***** Цитируемый текст *****

|
Вторая реставрация. Гонение на Монжа
Через несколько дней после второй реставрации Монж навестил умирающего Гитон-Морво́; знаменитый химик узнал своего товарища и сказал: «Мне осталось жить несколько минут; я радуюсь, что смерть моя избавит их от труда отрубить мне голову». Последние слова умирающего всегда содержат в себе что-то торжественное и сильно действуют на самые твердые умы. Слова Гитона-Морво́ не выходили из мыслей Монжа. Хотя его политическое положение совсем не походило на положение члена конвента, бывшего в числе судей Людовика XVI, однако он был уверен, что ему угрожает такая же опасность, которую предвидел для себя Гитон-Морво́ в последний свой час. Чтобы успокоить Монжа, семейство его решилось искать для него убежища и в другой раз разлучилось с ним. Монж укрылся на время в доме г-жи Ибер, в улице Сент-Жак. Во всю нашу продолжительную революцию женщины отличались самоотвержением и всегда были готовы помогать гонимым.
От г-жи Ибер Монж переселился к одному из своих старых учеников. Нашедши здесь более безопасности и успокоившись, он опять принялся за аналитическую геометрию, и тогда в уме его произошла странная и замечательная перемена. Монж занимался трудной задачей, относящейся к вычислению частных разностей; задача приходила к концу; оставалось только вычислить два корня уравнения второй степени: что может быть легче этого? Но Монж не мог закончить решения. Думаю, что пройдет много времени до тех пор, пока философы и физиологи будут в состоянии объяснить такую тайну наших умственных способностей.

***** Перечень записей *****

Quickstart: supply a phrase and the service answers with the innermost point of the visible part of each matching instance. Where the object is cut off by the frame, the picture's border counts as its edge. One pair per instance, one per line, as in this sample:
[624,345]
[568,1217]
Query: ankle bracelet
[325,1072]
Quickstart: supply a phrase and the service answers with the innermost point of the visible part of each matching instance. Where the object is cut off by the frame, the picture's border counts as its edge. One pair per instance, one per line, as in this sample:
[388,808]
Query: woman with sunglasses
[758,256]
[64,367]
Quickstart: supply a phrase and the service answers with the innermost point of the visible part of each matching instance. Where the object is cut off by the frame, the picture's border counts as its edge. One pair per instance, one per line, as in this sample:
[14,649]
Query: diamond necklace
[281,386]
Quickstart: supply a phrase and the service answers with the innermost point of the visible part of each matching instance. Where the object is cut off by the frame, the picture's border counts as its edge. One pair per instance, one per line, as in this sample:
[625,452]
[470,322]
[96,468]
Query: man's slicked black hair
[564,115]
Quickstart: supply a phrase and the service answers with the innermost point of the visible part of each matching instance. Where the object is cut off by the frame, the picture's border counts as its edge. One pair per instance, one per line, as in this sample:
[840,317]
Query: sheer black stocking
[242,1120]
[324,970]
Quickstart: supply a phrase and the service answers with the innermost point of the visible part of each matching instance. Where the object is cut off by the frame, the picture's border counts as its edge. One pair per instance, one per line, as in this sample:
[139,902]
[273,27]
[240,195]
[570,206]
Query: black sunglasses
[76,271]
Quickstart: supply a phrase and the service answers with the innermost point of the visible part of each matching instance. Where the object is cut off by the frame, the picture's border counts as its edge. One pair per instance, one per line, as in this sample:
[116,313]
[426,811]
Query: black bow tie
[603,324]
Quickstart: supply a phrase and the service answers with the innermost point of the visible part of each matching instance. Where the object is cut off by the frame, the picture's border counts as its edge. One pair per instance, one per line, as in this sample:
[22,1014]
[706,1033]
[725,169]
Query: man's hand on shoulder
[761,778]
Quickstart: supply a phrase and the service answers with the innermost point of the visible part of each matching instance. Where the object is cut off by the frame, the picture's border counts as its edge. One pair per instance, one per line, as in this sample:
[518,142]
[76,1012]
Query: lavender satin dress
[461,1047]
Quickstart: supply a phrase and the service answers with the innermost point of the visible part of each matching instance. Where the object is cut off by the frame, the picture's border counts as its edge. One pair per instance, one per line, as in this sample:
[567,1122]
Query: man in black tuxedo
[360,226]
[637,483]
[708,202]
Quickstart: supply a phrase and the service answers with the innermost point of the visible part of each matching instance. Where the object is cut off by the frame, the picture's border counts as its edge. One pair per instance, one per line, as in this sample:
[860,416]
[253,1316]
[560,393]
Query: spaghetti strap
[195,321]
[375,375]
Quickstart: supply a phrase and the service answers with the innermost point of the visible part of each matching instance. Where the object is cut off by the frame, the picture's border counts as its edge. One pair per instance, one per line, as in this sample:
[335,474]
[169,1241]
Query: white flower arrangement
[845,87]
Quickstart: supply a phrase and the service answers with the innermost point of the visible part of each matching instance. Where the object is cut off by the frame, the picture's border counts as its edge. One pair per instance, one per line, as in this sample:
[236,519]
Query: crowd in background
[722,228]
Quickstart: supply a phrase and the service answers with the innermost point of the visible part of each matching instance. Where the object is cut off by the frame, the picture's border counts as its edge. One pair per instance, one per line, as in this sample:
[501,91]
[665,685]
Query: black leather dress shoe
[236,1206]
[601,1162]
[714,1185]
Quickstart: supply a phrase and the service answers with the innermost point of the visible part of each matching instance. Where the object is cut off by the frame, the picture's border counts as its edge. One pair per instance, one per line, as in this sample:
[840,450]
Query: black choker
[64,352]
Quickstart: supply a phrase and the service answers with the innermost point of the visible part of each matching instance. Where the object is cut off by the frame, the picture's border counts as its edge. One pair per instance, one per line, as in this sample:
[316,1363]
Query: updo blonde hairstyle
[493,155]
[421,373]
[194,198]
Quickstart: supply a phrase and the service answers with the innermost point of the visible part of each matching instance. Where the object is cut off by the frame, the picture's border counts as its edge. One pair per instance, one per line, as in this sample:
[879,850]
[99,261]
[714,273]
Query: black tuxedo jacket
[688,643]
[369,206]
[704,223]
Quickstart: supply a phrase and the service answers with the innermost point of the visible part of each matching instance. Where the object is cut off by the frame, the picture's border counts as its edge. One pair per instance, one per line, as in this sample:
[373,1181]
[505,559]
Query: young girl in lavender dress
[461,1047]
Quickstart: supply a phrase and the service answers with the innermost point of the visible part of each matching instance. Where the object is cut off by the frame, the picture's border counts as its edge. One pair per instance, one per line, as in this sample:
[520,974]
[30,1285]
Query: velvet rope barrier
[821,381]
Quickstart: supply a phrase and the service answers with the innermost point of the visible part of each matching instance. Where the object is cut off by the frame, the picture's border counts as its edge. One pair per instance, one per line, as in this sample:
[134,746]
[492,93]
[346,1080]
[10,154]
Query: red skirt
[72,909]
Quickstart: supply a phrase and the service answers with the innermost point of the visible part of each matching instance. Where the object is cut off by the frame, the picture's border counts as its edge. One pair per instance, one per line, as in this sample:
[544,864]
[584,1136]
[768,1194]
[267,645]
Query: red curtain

*****

**Задания**.
a - Выведите из текста о Монже всё начиная со слов «От г-жи Ибер» и вплоть до слов «наших умственных способностей.».
b - Согласно тексту о Монже, в чьём доме и на какой улице он на время укрылся?
c - Продолжите текст о Монже, начав сразу после его последнего предложения.

**Решённые задания**.
a -
От г-жи Ибер Монж переселился к одному из своих старых учеников. Нашедши здесь более безопасности и успокоившись, он опять принялся за аналитическую геометрию, и тогда в уме его произошла странная и замечательная перемена. Монж занимался трудной задачей, относящейся к вычислению частных разностей; задача приходила к концу; оставалось только вычислить два корня уравнения второй степени: что может быть легче этого? Но Монж не мог закончить решения. Думаю, что пройдет много времени до тех пор, пока философы и физиологи будут в состоянии объяснить такую тайну наших умственных способностей.

b - В доме г-жи Ибер на улице Сент-Жак.

c -
Наполеона заключили на вулканической и бесплодной скале, возвышающейся посередине африканского океана. Монж возвратился в свое семейство, но душа его жила и томилась вместе с его другом; он впал в уныние и страдал от невозможности испрашивать милостей и покровительства вновь рождающимся дарованиям и пособий для честной бедности. В это-то грустное время были забыты все его услуги отечеству и над головой старца, участвовавшего в спасении независимости его сограждан, над головой основателя Политехнической школы разразились низкие, неистовые страсти; злонамеренность и зависть начали оценивать его жизнь политическую и частную.
Я рассмотрел уже политическую жизнь великого геометра, и потому, не останавливаясь, перехожу к обвинениям его жизни частной и ученой.
Заклятые враги Монжа сперва попробовали лишить его несомненной и навсегда за ним утвержденной славы: начали писать, что Монж не участвовал в основании Политехнической школы; но когда увидали совершенную бессмыслицу своих нападок, тогда накинулись на самую школу и закричали, что она во Франции и в Европе пользовалась незаслуженным уважением, и что заведение, которое полвека доставляло отечеству ученых инженеров военных и гражданских, ученых строителей кораблей, искусных горных офицеров, и которого воспитанники занимают почетные места в самом институте, есть училище обыкновенное, устроенное на шатком основании. Не следовало бы опровергать такую нелепость; но как она была возобновлена недавно и людьми, пользующимися доверием правительства, то позвольте противопоставить ей мнение бессмертного ученого.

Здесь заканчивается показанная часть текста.